- **Exercise brief**
Reproduce the lines below, substituting "Identify" for each occurrence of "Locate" and keeping everything else unchanged.

- **Exercise material**
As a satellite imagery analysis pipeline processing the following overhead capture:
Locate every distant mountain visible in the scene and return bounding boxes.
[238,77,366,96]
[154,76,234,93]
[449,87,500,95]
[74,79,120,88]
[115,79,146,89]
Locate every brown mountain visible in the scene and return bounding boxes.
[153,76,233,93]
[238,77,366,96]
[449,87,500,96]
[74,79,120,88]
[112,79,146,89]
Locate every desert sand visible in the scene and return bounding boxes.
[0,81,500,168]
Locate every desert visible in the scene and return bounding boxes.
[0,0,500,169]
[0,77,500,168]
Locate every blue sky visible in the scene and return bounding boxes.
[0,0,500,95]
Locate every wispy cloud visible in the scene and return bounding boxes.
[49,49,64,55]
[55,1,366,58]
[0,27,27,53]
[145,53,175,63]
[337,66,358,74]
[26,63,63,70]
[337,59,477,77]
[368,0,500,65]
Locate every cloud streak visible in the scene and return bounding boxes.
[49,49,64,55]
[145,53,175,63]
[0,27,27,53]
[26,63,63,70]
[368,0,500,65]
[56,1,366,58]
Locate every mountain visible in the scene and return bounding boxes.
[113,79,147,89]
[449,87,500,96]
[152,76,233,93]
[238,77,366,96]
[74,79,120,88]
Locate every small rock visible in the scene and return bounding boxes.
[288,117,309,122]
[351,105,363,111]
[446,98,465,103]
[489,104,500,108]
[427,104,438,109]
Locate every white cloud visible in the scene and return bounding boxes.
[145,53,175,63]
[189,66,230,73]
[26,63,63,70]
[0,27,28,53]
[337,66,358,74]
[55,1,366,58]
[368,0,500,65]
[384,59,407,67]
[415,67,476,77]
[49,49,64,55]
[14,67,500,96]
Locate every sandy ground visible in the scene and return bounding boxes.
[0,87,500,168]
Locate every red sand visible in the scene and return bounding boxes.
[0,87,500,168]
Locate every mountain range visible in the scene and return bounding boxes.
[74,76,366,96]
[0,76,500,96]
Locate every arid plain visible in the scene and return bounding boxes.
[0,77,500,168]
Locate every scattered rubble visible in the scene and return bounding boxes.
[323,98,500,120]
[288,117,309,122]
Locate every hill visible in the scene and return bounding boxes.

- **Written response**
As a satellite imagery analysis pipeline processing the following overhead capture:
Identify every distant mountain visible in the scene and return bounding boxes.
[238,77,366,96]
[154,76,234,93]
[449,87,500,95]
[74,79,120,88]
[115,79,146,89]
Identify every brown mountain visible in the scene and return bounding boxes.
[153,76,233,93]
[238,77,366,96]
[449,87,500,96]
[74,79,120,88]
[112,79,146,89]
Identify every desert sand visible in the scene and return bounding boxes.
[0,81,500,168]
Identify every desert visible in the scene and return bounding boxes.
[0,0,500,169]
[0,77,500,168]
Identify every blue sky visible in the scene and return bounding boxes.
[0,0,500,95]
Identify every wispy cloud visible in the scene and return bounding boxes.
[49,49,64,55]
[55,1,366,58]
[0,27,27,53]
[145,53,175,63]
[337,66,358,74]
[26,63,63,70]
[337,59,477,77]
[368,0,500,65]
Identify every cloud streak visible in the scene and return bounding boxes.
[49,49,64,55]
[145,53,175,63]
[0,27,27,53]
[26,63,63,70]
[368,0,500,65]
[56,1,366,58]
Identify every mountain visible in the scene and return bounding boxes.
[113,79,147,89]
[449,87,500,96]
[152,76,233,93]
[238,77,366,96]
[74,79,120,88]
Identify every small rock visible in the scene and return bounding boxes.
[288,117,309,122]
[351,105,363,111]
[446,98,465,103]
[489,104,500,108]
[427,104,438,109]
Identify every white cloud visible in the scene and return bounding boxes.
[145,53,175,63]
[189,66,230,73]
[26,63,63,70]
[0,27,28,53]
[337,66,358,74]
[55,1,366,58]
[368,0,500,65]
[384,59,407,67]
[415,67,476,77]
[49,49,64,55]
[14,67,500,96]
Identify every sandy ground visible in the scene and return bounding boxes.
[0,87,500,168]
Identify every red sand visible in the scene and return bounding boxes.
[0,87,500,168]
Identify every mountain range visible in the scene and return bounding boxes.
[74,76,366,96]
[0,76,500,96]
Identify every arid plain visible in the scene and return bounding boxes.
[0,77,500,168]
Identify every scattered rubble visible in the scene and return bounding boxes.
[323,98,500,120]
[288,117,309,122]
Identify every hill visible in the scene and return bounding boxes.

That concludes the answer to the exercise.